* How to complete this task:
Omitting all pictures, retype the entries below exactly as given.

* Input records:
"""

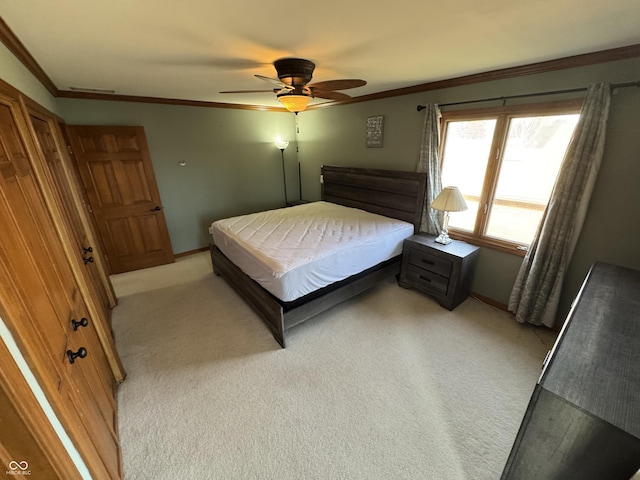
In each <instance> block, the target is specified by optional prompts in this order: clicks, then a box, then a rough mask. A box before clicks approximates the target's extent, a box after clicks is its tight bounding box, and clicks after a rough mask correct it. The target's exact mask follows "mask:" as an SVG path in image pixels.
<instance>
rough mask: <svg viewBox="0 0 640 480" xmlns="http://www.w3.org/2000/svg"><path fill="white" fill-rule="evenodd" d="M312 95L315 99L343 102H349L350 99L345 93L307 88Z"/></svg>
mask: <svg viewBox="0 0 640 480" xmlns="http://www.w3.org/2000/svg"><path fill="white" fill-rule="evenodd" d="M309 89H310V90H311V92H312V94H313V96H314V97H316V98H326V99H327V100H337V101H345V100H350V99H351V97H350V96H349V95H347V94H345V93H340V92H332V91H328V90H317V89H316V88H314V87H309Z"/></svg>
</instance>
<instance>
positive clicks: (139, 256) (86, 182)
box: [66, 125, 174, 273]
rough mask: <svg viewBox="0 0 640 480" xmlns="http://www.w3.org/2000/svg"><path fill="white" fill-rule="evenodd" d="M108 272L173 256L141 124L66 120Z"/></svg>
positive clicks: (132, 266)
mask: <svg viewBox="0 0 640 480" xmlns="http://www.w3.org/2000/svg"><path fill="white" fill-rule="evenodd" d="M66 130H67V134H68V136H69V141H70V142H71V150H72V152H73V155H74V156H75V159H76V162H77V164H78V167H79V169H80V175H81V177H82V183H83V184H84V187H85V189H86V192H87V196H88V197H89V201H90V204H91V208H92V210H93V214H94V216H95V219H96V223H97V225H98V230H99V232H100V235H101V237H102V241H103V244H104V247H105V250H106V255H107V261H108V263H109V265H110V268H111V273H121V272H127V271H131V270H138V269H142V268H147V267H153V266H156V265H163V264H166V263H171V262H173V261H174V256H173V250H172V248H171V240H170V239H169V231H168V229H167V223H166V220H165V217H164V212H163V210H162V202H161V200H160V192H159V191H158V186H157V184H156V179H155V174H154V171H153V165H152V163H151V156H150V154H149V148H148V145H147V140H146V137H145V134H144V129H143V128H142V127H124V126H78V125H76V126H70V125H69V126H67V127H66Z"/></svg>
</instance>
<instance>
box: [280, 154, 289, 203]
mask: <svg viewBox="0 0 640 480" xmlns="http://www.w3.org/2000/svg"><path fill="white" fill-rule="evenodd" d="M280 153H281V154H282V183H283V184H284V204H285V206H286V205H287V204H288V203H289V200H288V199H287V174H286V173H285V169H284V148H281V149H280Z"/></svg>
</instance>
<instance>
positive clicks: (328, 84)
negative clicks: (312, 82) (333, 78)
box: [307, 78, 367, 90]
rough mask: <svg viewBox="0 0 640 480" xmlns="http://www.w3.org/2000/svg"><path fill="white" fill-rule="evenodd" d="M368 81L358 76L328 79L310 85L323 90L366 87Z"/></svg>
mask: <svg viewBox="0 0 640 480" xmlns="http://www.w3.org/2000/svg"><path fill="white" fill-rule="evenodd" d="M366 84H367V82H366V81H364V80H360V79H356V78H344V79H341V80H327V81H326V82H318V83H312V84H311V85H307V86H308V87H315V88H319V89H321V90H348V89H349V88H357V87H364V86H365V85H366Z"/></svg>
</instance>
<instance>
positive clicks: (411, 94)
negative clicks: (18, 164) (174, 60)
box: [0, 17, 640, 113]
mask: <svg viewBox="0 0 640 480" xmlns="http://www.w3.org/2000/svg"><path fill="white" fill-rule="evenodd" d="M0 41H1V42H2V43H4V44H5V46H6V47H7V48H8V49H9V50H10V51H11V53H13V54H14V55H15V56H16V58H17V59H18V60H19V61H20V62H22V63H23V64H24V65H25V67H27V69H28V70H29V71H30V72H31V73H32V74H33V75H34V76H35V77H36V78H37V79H38V80H39V81H40V83H42V85H43V86H44V87H45V88H46V89H47V90H48V91H49V92H50V93H51V95H53V96H54V97H58V98H76V99H82V100H109V101H122V102H140V103H158V104H165V105H182V106H192V107H208V108H231V109H237V110H258V111H268V112H285V113H286V112H287V110H286V109H285V108H278V107H264V106H260V105H245V104H237V103H222V102H207V101H199V100H182V99H177V98H160V97H144V96H137V95H119V94H109V93H92V92H77V91H71V90H60V89H58V88H57V87H56V86H55V84H54V83H53V82H52V81H51V79H50V78H49V77H48V76H47V74H46V73H45V71H44V70H43V69H42V67H40V65H39V64H38V62H37V61H36V60H35V59H34V58H33V56H31V54H30V53H29V51H28V50H27V49H26V47H25V46H24V45H23V44H22V42H21V41H20V40H19V39H18V37H16V36H15V34H14V33H13V32H12V31H11V29H10V28H9V26H8V25H7V24H6V23H5V22H4V20H3V19H2V17H0ZM635 57H640V44H635V45H628V46H626V47H619V48H612V49H608V50H601V51H598V52H592V53H584V54H580V55H572V56H569V57H563V58H558V59H555V60H548V61H543V62H537V63H531V64H527V65H521V66H517V67H510V68H503V69H498V70H490V71H487V72H482V73H476V74H472V75H464V76H461V77H454V78H450V79H445V80H438V81H435V82H427V83H422V84H419V85H413V86H410V87H404V88H397V89H393V90H385V91H383V92H378V93H372V94H369V95H361V96H359V97H352V98H351V100H347V101H343V102H329V103H323V104H320V105H315V106H313V105H312V106H310V107H309V108H308V109H307V110H316V109H320V108H327V107H332V106H337V105H348V104H351V103H360V102H368V101H372V100H381V99H385V98H391V97H398V96H402V95H412V94H415V93H422V92H427V91H431V90H440V89H443V88H452V87H459V86H463V85H472V84H475V83H483V82H490V81H494V80H504V79H507V78H515V77H523V76H528V75H535V74H540V73H547V72H553V71H557V70H565V69H568V68H576V67H584V66H588V65H595V64H598V63H606V62H613V61H616V60H626V59H629V58H635Z"/></svg>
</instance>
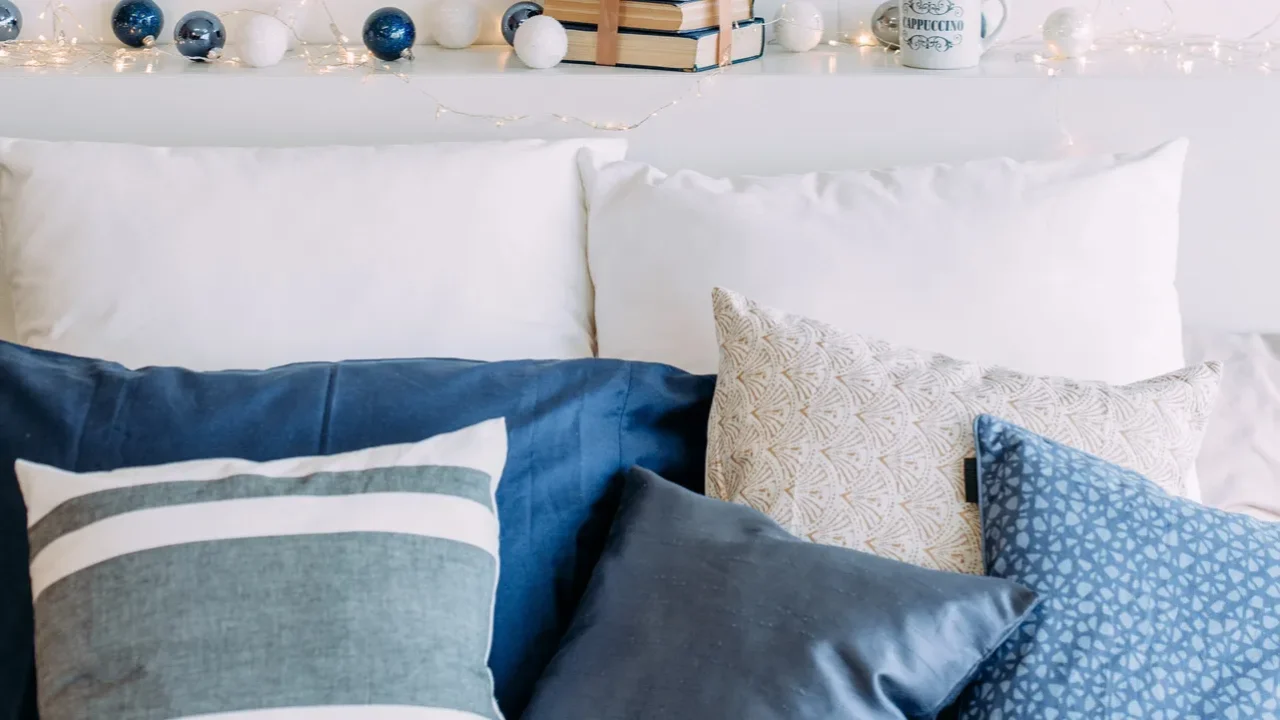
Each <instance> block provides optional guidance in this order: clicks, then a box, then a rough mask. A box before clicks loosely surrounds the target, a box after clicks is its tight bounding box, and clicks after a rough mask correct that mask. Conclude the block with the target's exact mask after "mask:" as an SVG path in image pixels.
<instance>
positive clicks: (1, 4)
mask: <svg viewBox="0 0 1280 720" xmlns="http://www.w3.org/2000/svg"><path fill="white" fill-rule="evenodd" d="M19 32H22V10H19V9H18V6H17V5H14V4H13V3H12V1H10V0H0V42H8V41H10V40H18V33H19Z"/></svg>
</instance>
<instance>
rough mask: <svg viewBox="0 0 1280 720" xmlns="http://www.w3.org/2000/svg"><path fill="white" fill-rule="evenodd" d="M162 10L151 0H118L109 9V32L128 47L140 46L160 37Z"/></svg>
mask: <svg viewBox="0 0 1280 720" xmlns="http://www.w3.org/2000/svg"><path fill="white" fill-rule="evenodd" d="M161 29H164V12H163V10H160V5H156V4H155V3H154V1H152V0H120V1H119V3H118V4H116V5H115V10H111V32H114V33H115V37H118V38H119V40H120V42H123V44H125V45H128V46H129V47H142V46H143V45H146V44H147V38H148V37H150V38H151V40H152V41H154V40H155V38H157V37H160V31H161Z"/></svg>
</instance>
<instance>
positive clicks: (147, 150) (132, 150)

"""

* Solution to this exercise:
In each <instance> block, the target is specified by optional prompts in this order: clicks, then a box, then a rough mask. A box before clicks approximates the target's extent, a box after clicks is its tight bounding box, and clicks after a rough mask correct it. The target's exact mask follows "mask:" as an SVG path in image pixels.
<instance>
rough mask: <svg viewBox="0 0 640 480" xmlns="http://www.w3.org/2000/svg"><path fill="white" fill-rule="evenodd" d="M312 95L315 99L343 102H349L350 99L345 93L307 88Z"/></svg>
mask: <svg viewBox="0 0 640 480" xmlns="http://www.w3.org/2000/svg"><path fill="white" fill-rule="evenodd" d="M309 89H310V90H311V92H312V94H313V96H314V97H316V98H326V99H327V100H337V101H345V100H350V99H351V97H350V96H349V95H347V94H345V93H340V92H332V91H328V90H317V89H316V88H314V87H309Z"/></svg>
</instance>
<instance>
positive clicks: (139, 256) (86, 182)
box: [66, 125, 174, 273]
rough mask: <svg viewBox="0 0 640 480" xmlns="http://www.w3.org/2000/svg"><path fill="white" fill-rule="evenodd" d="M108 272L173 256L141 124L66 120Z"/></svg>
positive clicks: (132, 266)
mask: <svg viewBox="0 0 640 480" xmlns="http://www.w3.org/2000/svg"><path fill="white" fill-rule="evenodd" d="M66 130H67V134H68V136H69V141H70V142H71V150H72V152H73V155H74V156H75V159H76V162H77V164H78V167H79V169H80V175H81V177H82V183H83V184H84V187H85V189H86V192H87V196H88V197H89V201H90V204H91V208H92V210H93V214H94V216H95V219H96V223H97V225H98V230H99V232H100V235H101V237H102V241H103V244H104V247H105V250H106V255H107V261H108V263H109V265H110V268H111V273H121V272H127V271H131V270H138V269H142V268H147V267H153V266H156V265H163V264H166V263H171V262H173V261H174V256H173V250H172V248H171V240H170V239H169V231H168V229H167V223H166V220H165V217H164V212H163V210H162V202H161V200H160V192H159V191H158V186H157V184H156V179H155V174H154V171H153V165H152V163H151V156H150V154H149V148H148V145H147V140H146V137H145V134H144V129H143V128H142V127H124V126H78V125H76V126H70V125H69V126H67V127H66Z"/></svg>
</instance>
<instance>
box: [280, 154, 289, 203]
mask: <svg viewBox="0 0 640 480" xmlns="http://www.w3.org/2000/svg"><path fill="white" fill-rule="evenodd" d="M280 153H281V154H282V183H283V184H284V204H285V206H286V205H287V204H288V203H289V200H288V199H287V174H286V173H285V169H284V148H281V149H280Z"/></svg>
</instance>
<instance>
positive clicks: (328, 84)
negative clicks: (312, 82) (333, 78)
box: [307, 78, 367, 90]
rough mask: <svg viewBox="0 0 640 480" xmlns="http://www.w3.org/2000/svg"><path fill="white" fill-rule="evenodd" d="M368 81L358 76L328 79L310 85L323 90L366 87Z"/></svg>
mask: <svg viewBox="0 0 640 480" xmlns="http://www.w3.org/2000/svg"><path fill="white" fill-rule="evenodd" d="M366 84H367V82H366V81H364V80H360V79H356V78H344V79H341V80H327V81H326V82H318V83H312V84H311V85H307V86H308V87H315V88H319V89H321V90H348V89H349V88H357V87H364V86H365V85H366Z"/></svg>
</instance>
<instance>
positive clicks: (411, 94)
negative clicks: (18, 164) (174, 60)
box: [0, 17, 640, 113]
mask: <svg viewBox="0 0 640 480" xmlns="http://www.w3.org/2000/svg"><path fill="white" fill-rule="evenodd" d="M0 41H1V42H2V43H4V44H5V46H6V47H7V48H8V49H9V50H10V51H11V53H13V54H14V55H15V56H16V58H17V59H18V60H19V61H20V62H22V63H23V64H24V65H25V67H27V69H28V70H29V71H30V72H31V73H32V74H33V75H34V76H35V77H36V78H37V79H38V80H39V81H40V83H42V85H43V86H44V87H45V88H46V89H47V90H48V91H49V92H50V93H51V95H53V96H54V97H58V98H76V99H82V100H109V101H122V102H140V103H158V104H165V105H182V106H192V107H208V108H231V109H237V110H258V111H268V112H285V113H286V112H287V110H286V109H285V108H278V107H264V106H260V105H245V104H237V103H222V102H207V101H199V100H182V99H177V98H160V97H144V96H137V95H119V94H109V93H92V92H77V91H71V90H60V89H58V88H57V87H56V86H55V84H54V83H53V82H52V81H51V79H50V78H49V77H48V76H47V74H46V73H45V71H44V70H43V69H42V67H40V65H39V64H38V62H37V61H36V60H35V59H34V58H33V56H31V54H30V53H29V51H28V50H27V49H26V47H25V46H24V45H23V44H22V42H21V41H20V40H19V39H18V37H16V36H15V34H14V33H13V32H12V31H11V29H10V28H9V26H8V25H7V24H6V23H5V22H4V20H3V19H2V17H0ZM635 57H640V44H635V45H628V46H626V47H619V48H612V49H608V50H601V51H598V52H592V53H584V54H580V55H572V56H569V57H563V58H558V59H555V60H548V61H543V62H537V63H531V64H527V65H521V66H517V67H510V68H503V69H498V70H490V71H487V72H482V73H476V74H472V75H464V76H461V77H454V78H450V79H445V80H438V81H435V82H427V83H422V84H419V85H413V86H410V87H404V88H397V89H393V90H385V91H383V92H378V93H372V94H369V95H361V96H359V97H352V98H351V100H347V101H343V102H329V103H323V104H320V105H315V106H313V105H312V106H310V107H309V108H308V109H307V110H316V109H320V108H327V107H332V106H337V105H348V104H351V103H360V102H368V101H372V100H381V99H385V98H391V97H398V96H402V95H412V94H415V93H422V92H427V91H431V90H440V89H443V88H452V87H459V86H463V85H472V84H475V83H483V82H490V81H494V80H504V79H507V78H515V77H523V76H528V75H535V74H540V73H547V72H553V71H557V70H565V69H568V68H576V67H584V66H588V65H595V64H598V63H606V62H613V61H616V60H626V59H629V58H635Z"/></svg>
</instance>
Each <instance> block provides optional guidance in this order: clicks, then a box, then a rough mask. A box before clicks loosely surrounds the target, a box after clicks is its tight bounding box, and clicks after a rough mask correct that mask. Conclude the block with the target's exact mask after "mask:" as an SVG path in image pixels.
<instance>
positive clicks: (1, 4)
mask: <svg viewBox="0 0 1280 720" xmlns="http://www.w3.org/2000/svg"><path fill="white" fill-rule="evenodd" d="M19 32H22V10H19V9H18V6H17V5H14V4H13V3H12V1H10V0H0V42H8V41H10V40H18V33H19Z"/></svg>
</instance>
<instance>
rough mask: <svg viewBox="0 0 1280 720" xmlns="http://www.w3.org/2000/svg"><path fill="white" fill-rule="evenodd" d="M162 10L151 0H118L109 9V32L128 47L140 46L160 37Z"/></svg>
mask: <svg viewBox="0 0 1280 720" xmlns="http://www.w3.org/2000/svg"><path fill="white" fill-rule="evenodd" d="M161 29H164V12H163V10H160V5H156V4H155V3H154V1H152V0H120V1H119V3H118V4H116V5H115V10H111V32H114V33H115V37H118V38H119V40H120V42H123V44H125V45H128V46H129V47H142V46H143V45H146V44H147V38H148V37H150V38H151V40H152V41H154V40H155V38H157V37H160V31H161Z"/></svg>
</instance>
<instance>
positive clicks: (147, 150) (132, 150)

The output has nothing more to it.